Please switch "marker" to "dot" throughout the records below, keeping everything else unchanged. Leave the pictures out of your version.

_Data shown_.
-- begin --
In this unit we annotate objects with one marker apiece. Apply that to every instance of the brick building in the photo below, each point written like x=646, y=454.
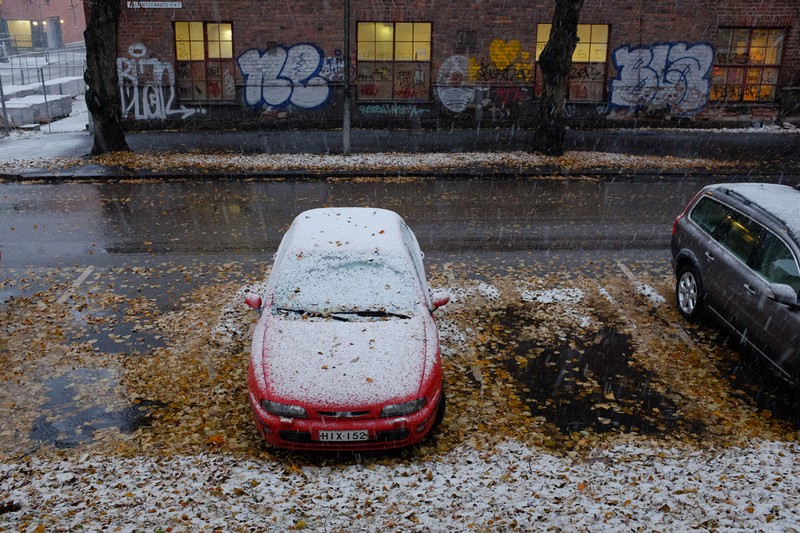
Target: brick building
x=31, y=25
x=442, y=63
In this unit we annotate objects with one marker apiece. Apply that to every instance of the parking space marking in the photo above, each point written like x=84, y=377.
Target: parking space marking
x=75, y=284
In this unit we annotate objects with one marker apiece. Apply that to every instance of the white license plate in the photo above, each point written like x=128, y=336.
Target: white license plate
x=342, y=436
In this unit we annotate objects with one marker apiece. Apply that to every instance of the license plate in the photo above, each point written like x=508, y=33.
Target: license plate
x=342, y=436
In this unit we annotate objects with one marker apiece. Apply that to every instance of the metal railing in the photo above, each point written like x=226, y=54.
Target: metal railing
x=27, y=68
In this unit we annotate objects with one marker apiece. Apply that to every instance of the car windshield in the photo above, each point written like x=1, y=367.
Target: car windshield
x=346, y=285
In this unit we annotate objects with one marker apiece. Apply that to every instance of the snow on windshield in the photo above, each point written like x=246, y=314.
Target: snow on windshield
x=347, y=281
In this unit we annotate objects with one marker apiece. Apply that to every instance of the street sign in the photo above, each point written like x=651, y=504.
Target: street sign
x=141, y=4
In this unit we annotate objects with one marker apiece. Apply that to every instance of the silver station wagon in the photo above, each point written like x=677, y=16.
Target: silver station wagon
x=735, y=251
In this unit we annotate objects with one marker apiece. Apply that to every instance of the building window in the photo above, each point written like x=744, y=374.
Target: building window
x=394, y=60
x=204, y=61
x=747, y=64
x=587, y=77
x=20, y=33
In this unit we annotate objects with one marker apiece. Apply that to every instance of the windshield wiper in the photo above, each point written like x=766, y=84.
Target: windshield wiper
x=375, y=314
x=315, y=314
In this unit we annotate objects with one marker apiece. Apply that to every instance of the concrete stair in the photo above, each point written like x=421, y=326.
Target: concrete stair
x=26, y=104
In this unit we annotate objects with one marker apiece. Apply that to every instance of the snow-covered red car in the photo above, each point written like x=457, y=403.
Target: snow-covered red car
x=345, y=355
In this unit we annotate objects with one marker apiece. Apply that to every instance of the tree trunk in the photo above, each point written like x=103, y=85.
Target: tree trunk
x=102, y=91
x=556, y=62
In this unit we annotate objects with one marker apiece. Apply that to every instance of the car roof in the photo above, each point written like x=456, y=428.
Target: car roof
x=781, y=201
x=347, y=228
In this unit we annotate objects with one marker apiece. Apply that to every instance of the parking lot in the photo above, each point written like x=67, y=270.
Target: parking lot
x=559, y=358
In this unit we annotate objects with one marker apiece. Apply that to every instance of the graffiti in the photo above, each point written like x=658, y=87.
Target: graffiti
x=587, y=72
x=410, y=84
x=489, y=72
x=675, y=77
x=732, y=58
x=283, y=76
x=229, y=81
x=503, y=102
x=506, y=96
x=455, y=96
x=395, y=110
x=333, y=69
x=147, y=87
x=507, y=62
-- end --
_Full solution_.
In this unit we annotate objects with one dot apiece. Apply that to every instance of the brick building in the photo below, each point written like x=646, y=454.
Target: brick building
x=31, y=25
x=442, y=63
In this unit we annotate objects with one dot apiece. Apply that to every instance of the parking space marking in the photo above, each point written like x=84, y=377.
Target: parking space marking
x=75, y=284
In this unit we annotate objects with one dot apiece. Apply that to every instance of the white license plate in the photo above, each point written like x=128, y=336.
Target: white license plate
x=342, y=436
In this unit we annotate objects with one dot apiece. Apply that to every instance of the license plate in the photo above, each point written like x=508, y=33.
Target: license plate
x=342, y=436
In this unit we annotate objects with one dot apiece. Apply that to every instance of the metal railing in the photo above, each point written like x=226, y=54.
Target: metal railing
x=27, y=68
In this unit we annotate objects with one dot apiece. Apply that to every instance of the car windshield in the photo above, each point written like x=1, y=367.
Target: car windshield
x=346, y=285
In this unit we annotate objects with one dot apiece. Apply that to every instance of the snow on windshield in the photo above, each point written like x=246, y=314.
Target: snow on windshield
x=347, y=281
In this unit we annotate objects with one dot apiece. Apply that to every instance of the street sign in the photo above, each point written like x=651, y=504.
Target: street sign
x=141, y=4
In this unit we annotate objects with one dot apiece. Apply that to every instance of the silver station wagon in the photo above, each point written like x=677, y=16.
Target: silver station wagon
x=735, y=251
In this unit we annotate objects with one dot apiece. Apply that to every instance of the building window in the photo above, each point written like x=744, y=374.
Target: building window
x=394, y=60
x=204, y=61
x=747, y=64
x=587, y=77
x=20, y=33
In this unit we annotate objects with one dot apiece. Apply that to every instance of the windshield wiper in the photo above, each point written like x=766, y=84.
Target: windshield wiper
x=375, y=314
x=315, y=314
In this unit we annotate objects with one dot apiece. Apply that to every instance of the concrete stair in the photo above, each point written like x=421, y=326.
Target: concrete stair
x=26, y=104
In this unit we annotate objects with one dot apiece. Apply that to every instance of the snow-covered red car in the photo above, each point written like x=457, y=403.
Target: snow-covered red car
x=345, y=355
In this unit we annotate objects with one dot apiece. Apply that to every instance of the tree trunk in the photo above, each point written like x=103, y=85.
Target: tree trunk
x=102, y=91
x=556, y=62
In this unit we annotate objects with one dot apiece. Apply that to every instance of the car roof in the photo above, each point written like x=456, y=428.
Target: car roof
x=781, y=201
x=347, y=228
In this unit we annotate objects with one dot apiece. Apply that to every instance of the parking lot in the photo above, each point written like x=67, y=270.
Target: parking lot
x=559, y=358
In this unit we annotate objects with one dot apiece. Apply that to every instance of the graffiti in the photo above, each point written like x=658, y=87.
Target: graffiti
x=587, y=72
x=410, y=84
x=489, y=72
x=675, y=77
x=732, y=58
x=283, y=76
x=229, y=81
x=503, y=102
x=506, y=96
x=455, y=96
x=395, y=110
x=333, y=69
x=147, y=87
x=507, y=62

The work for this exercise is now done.